— BEGIN ITEMS —

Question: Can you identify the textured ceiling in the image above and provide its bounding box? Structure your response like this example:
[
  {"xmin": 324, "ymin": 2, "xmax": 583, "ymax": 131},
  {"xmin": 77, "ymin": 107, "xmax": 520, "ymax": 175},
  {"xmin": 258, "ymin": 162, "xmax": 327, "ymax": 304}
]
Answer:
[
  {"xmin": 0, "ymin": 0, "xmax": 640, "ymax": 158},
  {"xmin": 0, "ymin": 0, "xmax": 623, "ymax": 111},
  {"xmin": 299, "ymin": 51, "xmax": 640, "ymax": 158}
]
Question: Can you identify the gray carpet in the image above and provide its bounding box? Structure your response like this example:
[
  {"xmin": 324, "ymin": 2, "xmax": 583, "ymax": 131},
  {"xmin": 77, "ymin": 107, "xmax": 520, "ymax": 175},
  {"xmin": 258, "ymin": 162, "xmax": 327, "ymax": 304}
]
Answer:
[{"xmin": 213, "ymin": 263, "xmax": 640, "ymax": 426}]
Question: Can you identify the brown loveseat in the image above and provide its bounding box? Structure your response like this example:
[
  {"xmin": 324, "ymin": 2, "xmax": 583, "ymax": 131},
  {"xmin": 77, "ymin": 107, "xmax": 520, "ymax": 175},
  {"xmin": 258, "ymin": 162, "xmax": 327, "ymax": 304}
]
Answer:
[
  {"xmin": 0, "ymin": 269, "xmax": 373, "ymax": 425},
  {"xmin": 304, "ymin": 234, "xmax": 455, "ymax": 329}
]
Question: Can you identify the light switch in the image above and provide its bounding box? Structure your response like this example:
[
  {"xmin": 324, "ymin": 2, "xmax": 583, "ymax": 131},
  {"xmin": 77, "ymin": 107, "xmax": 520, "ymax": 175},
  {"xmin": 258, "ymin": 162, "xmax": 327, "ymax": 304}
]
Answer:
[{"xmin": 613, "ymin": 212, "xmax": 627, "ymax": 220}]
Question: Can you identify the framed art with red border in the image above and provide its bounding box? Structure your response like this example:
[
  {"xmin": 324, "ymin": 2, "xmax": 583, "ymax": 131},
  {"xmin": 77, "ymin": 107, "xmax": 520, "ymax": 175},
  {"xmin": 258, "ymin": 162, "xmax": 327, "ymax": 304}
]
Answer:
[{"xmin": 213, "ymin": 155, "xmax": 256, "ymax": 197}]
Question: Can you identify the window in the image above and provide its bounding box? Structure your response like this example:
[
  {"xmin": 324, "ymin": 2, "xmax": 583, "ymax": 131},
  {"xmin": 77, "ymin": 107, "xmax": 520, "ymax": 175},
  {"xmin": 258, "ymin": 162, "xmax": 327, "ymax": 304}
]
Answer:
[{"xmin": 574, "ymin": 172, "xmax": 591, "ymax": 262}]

— END ITEMS —

WRITTEN INSTRUCTION: Please return all of the material above line for line, with nothing changed.

FULL OUTPUT:
Question: Can you identify the textured ceiling in the image above and provide its bounding box? Structure your response like this example:
[
  {"xmin": 324, "ymin": 2, "xmax": 583, "ymax": 131},
  {"xmin": 77, "ymin": 107, "xmax": 520, "ymax": 175},
  {"xmin": 258, "ymin": 162, "xmax": 327, "ymax": 304}
]
Answer:
[
  {"xmin": 0, "ymin": 0, "xmax": 640, "ymax": 158},
  {"xmin": 0, "ymin": 0, "xmax": 623, "ymax": 111},
  {"xmin": 299, "ymin": 51, "xmax": 640, "ymax": 158}
]
Question: Can you identify the gray carpet in the image above and provide its bounding box? Structure your response like this example:
[
  {"xmin": 324, "ymin": 2, "xmax": 583, "ymax": 131},
  {"xmin": 77, "ymin": 107, "xmax": 520, "ymax": 175},
  {"xmin": 258, "ymin": 162, "xmax": 327, "ymax": 304}
]
Answer:
[{"xmin": 213, "ymin": 263, "xmax": 640, "ymax": 426}]
Question: Can you identify the brown loveseat in the image above and provide its bounding box? Structure your response like this example:
[
  {"xmin": 324, "ymin": 2, "xmax": 583, "ymax": 131},
  {"xmin": 77, "ymin": 107, "xmax": 520, "ymax": 175},
  {"xmin": 258, "ymin": 162, "xmax": 327, "ymax": 304}
]
Answer:
[
  {"xmin": 0, "ymin": 269, "xmax": 373, "ymax": 425},
  {"xmin": 304, "ymin": 234, "xmax": 455, "ymax": 329}
]
Question: Can you identify the light switch in the image above and provide its bounding box? Structure your response like this example:
[
  {"xmin": 324, "ymin": 2, "xmax": 583, "ymax": 131},
  {"xmin": 77, "ymin": 107, "xmax": 520, "ymax": 175},
  {"xmin": 258, "ymin": 162, "xmax": 327, "ymax": 304}
]
Answer:
[{"xmin": 613, "ymin": 212, "xmax": 627, "ymax": 220}]
Question: Can you identify the framed art with red border in the image above and provide its bounding box? Structure your response like this example:
[
  {"xmin": 324, "ymin": 2, "xmax": 583, "ymax": 131},
  {"xmin": 77, "ymin": 107, "xmax": 520, "ymax": 175},
  {"xmin": 258, "ymin": 162, "xmax": 327, "ymax": 304}
]
Answer:
[{"xmin": 213, "ymin": 155, "xmax": 256, "ymax": 197}]
Question: Can you identify the window in the image above and provide its bounding box? Structure your response like this example:
[
  {"xmin": 324, "ymin": 2, "xmax": 583, "ymax": 131},
  {"xmin": 77, "ymin": 107, "xmax": 520, "ymax": 175},
  {"xmin": 258, "ymin": 162, "xmax": 327, "ymax": 304}
]
Answer:
[{"xmin": 574, "ymin": 172, "xmax": 591, "ymax": 262}]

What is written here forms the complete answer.